OBJECTIVES:
1. Reproduce the voltage drop thread from "When load is less than the alternators production, the" to "to be a load.".
2. In the voltage drop thread, how much current might a 270a unit eke out, and at what voltage?

PASSAGE TO READ:

# # #

But to add amperage and voltage are directly related, more amperage=less voltage hence why we have voltage drop when there are large amperage loads.

04-11-2013 01:45 PM

cxa0897

Re: How to calculate (predict) voltage drop? Can somebody check my math?

Quote:

Originally Posted by profundus-sanus

output voltage of the alternator does not drop until after the draw exceeds the max amperage that the alt can produce.

There's a bit of steep curve there where the draw is exceeded. . Like a 270a unit will put out 0-270a @ 14.4v But it might eek out 280 @ 10 volts.

cool. that basically confirms what I believe happens with that second pic. The voltage of the battery will dominate output voltage while producing that extra bit of current.

04-11-2013 01:18 PM

profundus-sanus

Re: How to calculate (predict) voltage drop? Can somebody check my math?

output voltage of the alternator does not drop until after the draw exceeds the max amperage that the alt can produce.

There's a bit of steep curve there where the draw is exceeded. . Like a 270a unit will put out 0-270a @ 14.4v But it might eek out 280 @ 10 volts.

04-11-2013 01:03 PM

cxa0897

Re: How to calculate (predict) voltage drop? Can somebody check my math?

I've done a bit of thinking about this and I think I have it semi figured out.

We can treat the battery and the alternator as both a voltage source, and a current source, which is shown in the pic above.

Basically, we have two scenarios. When load is less than the alternators production, and when the load is greater than it.

When load is less than the alternators production, the alternators voltage dominates the circuit since it is higher. The current will flow from the alternator up and and right. It will then split to meet the load requirement(the resistor in this circuit, or the sub in real life). Excess current will flow through the battery charging it. The battery here can actually be assumed to be a load.

When the alternator cannot supply enough current, the battery will also become a current source. Since there is a general rule that voltage cannot be different at a single point, I assume the alternator's voltage must drop. This will allow both the alt and battery to produce the current being sent to the load, in picture 2. In this scenario, we can treat both sources as having the voltage of the battery.

# # #

RECORD SET:
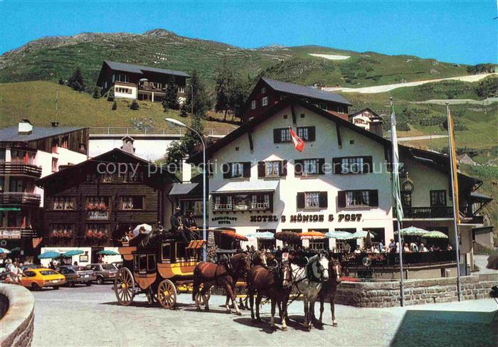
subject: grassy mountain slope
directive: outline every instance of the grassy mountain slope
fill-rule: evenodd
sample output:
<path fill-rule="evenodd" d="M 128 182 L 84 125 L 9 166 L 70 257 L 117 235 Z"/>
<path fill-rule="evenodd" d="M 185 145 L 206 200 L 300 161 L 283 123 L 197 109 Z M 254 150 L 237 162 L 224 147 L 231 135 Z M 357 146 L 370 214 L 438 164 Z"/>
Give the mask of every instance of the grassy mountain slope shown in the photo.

# # #

RESULTS IN ORDER:
1.
When load is less than the alternators production, the alternators voltage dominates the circuit since it is higher. The current will flow from the alternator up and and right. It will then split to meet the load requirement(the resistor in this circuit, or the sub in real life). Excess current will flow through the battery charging it. The battery here can actually be assumed to be a load.

2. 280 amps at 10 volts.